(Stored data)

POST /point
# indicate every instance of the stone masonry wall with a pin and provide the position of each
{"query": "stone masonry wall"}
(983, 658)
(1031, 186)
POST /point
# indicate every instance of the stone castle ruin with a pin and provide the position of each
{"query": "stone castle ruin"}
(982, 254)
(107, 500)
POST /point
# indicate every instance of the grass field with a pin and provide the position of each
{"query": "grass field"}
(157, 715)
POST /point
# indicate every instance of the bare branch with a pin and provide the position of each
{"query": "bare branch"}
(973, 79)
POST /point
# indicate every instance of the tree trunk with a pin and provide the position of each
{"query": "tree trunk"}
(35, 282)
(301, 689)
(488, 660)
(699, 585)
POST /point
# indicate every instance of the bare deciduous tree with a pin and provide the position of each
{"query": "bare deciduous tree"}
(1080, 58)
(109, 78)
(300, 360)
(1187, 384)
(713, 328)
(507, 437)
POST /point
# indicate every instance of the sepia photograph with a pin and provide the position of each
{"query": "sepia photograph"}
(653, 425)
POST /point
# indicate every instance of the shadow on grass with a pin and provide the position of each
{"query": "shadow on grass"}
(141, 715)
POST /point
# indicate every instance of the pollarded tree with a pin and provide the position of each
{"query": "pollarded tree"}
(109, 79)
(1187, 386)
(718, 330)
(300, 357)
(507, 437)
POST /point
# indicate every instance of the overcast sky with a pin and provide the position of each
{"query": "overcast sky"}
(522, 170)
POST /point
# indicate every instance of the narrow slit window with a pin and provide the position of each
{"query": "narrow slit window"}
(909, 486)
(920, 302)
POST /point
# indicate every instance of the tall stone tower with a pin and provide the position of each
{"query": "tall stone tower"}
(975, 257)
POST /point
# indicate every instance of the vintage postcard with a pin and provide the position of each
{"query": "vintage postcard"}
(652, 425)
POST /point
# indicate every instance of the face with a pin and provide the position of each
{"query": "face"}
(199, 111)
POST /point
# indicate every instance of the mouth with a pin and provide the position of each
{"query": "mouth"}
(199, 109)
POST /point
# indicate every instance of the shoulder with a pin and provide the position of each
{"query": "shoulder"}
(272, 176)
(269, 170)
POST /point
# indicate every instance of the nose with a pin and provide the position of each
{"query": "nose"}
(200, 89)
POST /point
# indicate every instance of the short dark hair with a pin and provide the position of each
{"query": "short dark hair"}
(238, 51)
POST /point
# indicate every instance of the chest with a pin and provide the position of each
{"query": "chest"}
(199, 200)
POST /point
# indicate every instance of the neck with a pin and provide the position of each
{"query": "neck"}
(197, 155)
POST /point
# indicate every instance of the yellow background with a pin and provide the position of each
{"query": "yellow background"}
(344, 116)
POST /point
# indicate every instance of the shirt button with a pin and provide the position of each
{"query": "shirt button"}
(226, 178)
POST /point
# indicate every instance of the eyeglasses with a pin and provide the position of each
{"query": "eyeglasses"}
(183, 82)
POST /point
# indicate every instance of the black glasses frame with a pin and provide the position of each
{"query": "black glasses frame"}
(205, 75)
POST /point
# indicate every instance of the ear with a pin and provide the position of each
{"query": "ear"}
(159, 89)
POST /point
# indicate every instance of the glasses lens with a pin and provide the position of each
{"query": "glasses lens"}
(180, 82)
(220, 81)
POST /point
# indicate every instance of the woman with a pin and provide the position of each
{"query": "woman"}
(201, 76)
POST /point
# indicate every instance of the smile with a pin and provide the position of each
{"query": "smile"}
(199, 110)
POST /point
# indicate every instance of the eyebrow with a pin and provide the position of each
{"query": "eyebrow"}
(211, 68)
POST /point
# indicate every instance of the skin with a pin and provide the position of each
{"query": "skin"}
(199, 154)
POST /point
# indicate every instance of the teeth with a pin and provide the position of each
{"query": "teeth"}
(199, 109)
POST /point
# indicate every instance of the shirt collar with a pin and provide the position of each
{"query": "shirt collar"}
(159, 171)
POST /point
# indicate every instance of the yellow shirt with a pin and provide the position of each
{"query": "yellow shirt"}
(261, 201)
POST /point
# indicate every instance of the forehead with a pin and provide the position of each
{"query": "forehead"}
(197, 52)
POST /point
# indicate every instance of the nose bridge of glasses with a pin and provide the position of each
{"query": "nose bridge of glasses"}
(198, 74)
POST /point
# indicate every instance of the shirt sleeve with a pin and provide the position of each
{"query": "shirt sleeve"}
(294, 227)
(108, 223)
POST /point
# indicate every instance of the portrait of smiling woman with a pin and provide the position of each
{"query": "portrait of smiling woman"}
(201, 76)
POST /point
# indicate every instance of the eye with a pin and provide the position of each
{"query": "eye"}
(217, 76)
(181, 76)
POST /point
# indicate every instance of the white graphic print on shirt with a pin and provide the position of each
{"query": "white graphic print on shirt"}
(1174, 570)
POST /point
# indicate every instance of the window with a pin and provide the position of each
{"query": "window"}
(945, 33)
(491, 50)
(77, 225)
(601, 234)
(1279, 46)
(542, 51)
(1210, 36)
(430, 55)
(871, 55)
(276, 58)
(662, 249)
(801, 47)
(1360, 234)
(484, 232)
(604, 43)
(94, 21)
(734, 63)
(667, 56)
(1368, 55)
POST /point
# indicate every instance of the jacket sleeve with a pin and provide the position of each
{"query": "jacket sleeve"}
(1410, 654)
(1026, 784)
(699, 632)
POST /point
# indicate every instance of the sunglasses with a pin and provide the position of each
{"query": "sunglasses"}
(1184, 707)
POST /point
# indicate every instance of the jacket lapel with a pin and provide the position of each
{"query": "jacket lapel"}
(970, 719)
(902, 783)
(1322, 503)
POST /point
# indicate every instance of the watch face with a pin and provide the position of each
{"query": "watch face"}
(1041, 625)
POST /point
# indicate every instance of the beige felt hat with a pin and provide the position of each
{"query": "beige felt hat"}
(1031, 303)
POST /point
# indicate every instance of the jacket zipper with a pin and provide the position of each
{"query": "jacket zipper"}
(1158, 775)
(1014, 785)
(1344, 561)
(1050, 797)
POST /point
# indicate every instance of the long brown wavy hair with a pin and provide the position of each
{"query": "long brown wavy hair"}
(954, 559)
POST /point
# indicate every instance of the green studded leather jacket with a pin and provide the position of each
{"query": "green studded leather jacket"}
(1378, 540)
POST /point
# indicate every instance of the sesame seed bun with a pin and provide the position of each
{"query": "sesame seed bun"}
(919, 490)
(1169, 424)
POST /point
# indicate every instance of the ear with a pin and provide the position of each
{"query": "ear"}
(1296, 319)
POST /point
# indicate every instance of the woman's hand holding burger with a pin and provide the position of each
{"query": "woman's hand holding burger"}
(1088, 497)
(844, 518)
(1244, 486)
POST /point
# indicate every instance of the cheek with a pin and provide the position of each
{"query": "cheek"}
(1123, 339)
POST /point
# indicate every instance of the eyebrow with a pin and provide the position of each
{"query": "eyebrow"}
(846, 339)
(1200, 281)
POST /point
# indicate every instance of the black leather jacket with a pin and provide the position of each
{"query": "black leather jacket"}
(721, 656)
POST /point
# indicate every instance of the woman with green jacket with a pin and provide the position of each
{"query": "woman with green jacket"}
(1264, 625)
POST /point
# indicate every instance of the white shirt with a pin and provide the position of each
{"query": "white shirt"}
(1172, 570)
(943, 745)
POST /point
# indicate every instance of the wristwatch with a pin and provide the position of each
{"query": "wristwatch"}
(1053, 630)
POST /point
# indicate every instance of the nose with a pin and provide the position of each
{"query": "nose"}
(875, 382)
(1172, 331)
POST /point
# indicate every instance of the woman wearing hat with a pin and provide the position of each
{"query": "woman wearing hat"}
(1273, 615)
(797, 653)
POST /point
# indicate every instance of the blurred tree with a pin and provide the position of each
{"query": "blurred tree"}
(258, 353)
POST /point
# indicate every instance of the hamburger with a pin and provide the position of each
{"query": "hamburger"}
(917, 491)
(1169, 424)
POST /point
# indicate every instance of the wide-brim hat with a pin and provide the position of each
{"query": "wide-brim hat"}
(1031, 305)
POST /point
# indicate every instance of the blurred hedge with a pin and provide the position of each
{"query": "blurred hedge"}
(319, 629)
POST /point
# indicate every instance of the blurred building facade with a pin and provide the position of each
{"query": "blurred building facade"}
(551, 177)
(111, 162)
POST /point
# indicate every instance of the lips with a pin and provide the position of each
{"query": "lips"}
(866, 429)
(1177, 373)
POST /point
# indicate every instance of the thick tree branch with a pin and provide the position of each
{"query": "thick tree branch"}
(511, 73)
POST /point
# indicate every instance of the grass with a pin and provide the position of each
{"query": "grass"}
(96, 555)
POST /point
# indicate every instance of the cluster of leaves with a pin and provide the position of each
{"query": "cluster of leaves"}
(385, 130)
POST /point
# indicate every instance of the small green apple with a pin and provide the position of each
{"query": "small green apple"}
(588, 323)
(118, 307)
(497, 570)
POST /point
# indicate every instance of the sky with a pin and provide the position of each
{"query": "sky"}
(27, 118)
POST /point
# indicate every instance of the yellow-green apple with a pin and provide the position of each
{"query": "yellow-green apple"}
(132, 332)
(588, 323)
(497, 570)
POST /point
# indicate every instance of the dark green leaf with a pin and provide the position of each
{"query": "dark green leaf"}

• WORK ORDER:
Both end lines included, restate word for word the lines above from the line with "# indicate every instance of the short" to the line with "# indicate every instance of the woman with a", and nothing else.

• SOLUTION TO THIS EXERCISE:
# indicate every instance of the short dark hair with a pin and provide the position of each
{"query": "short dark hair"}
(238, 51)
POST /point
# indicate every instance of the chest with a pin and provide the position of each
{"query": "chest"}
(199, 200)
POST /point
# indicate every instance of the neck with a pin and provide the position of each
{"query": "neck"}
(197, 155)
POST /point
# indicate every instance of the yellow background with a pin and provide the position of each
{"query": "yellow background"}
(344, 116)
POST /point
# indicate every instance of the shirt button with a pin and provide the position of each
{"query": "shirt button"}
(226, 178)
POST /point
# indicate every instance of the eyeglasses with a pin and provide the position of each
{"query": "eyeglasses"}
(183, 82)
POST /point
# indicate every instance of the black glasses frame with a pin and provide the position of each
{"query": "black glasses frame"}
(205, 75)
POST /point
# indicate every instance of the ear with a pin and provide the position of each
{"query": "ear"}
(159, 89)
POST /point
# indicate every instance of the glasses lens with a pin and provide the position of each
{"query": "glasses lens"}
(180, 82)
(220, 81)
POST /point
# indicate every instance of the woman with a pin and provide the position of each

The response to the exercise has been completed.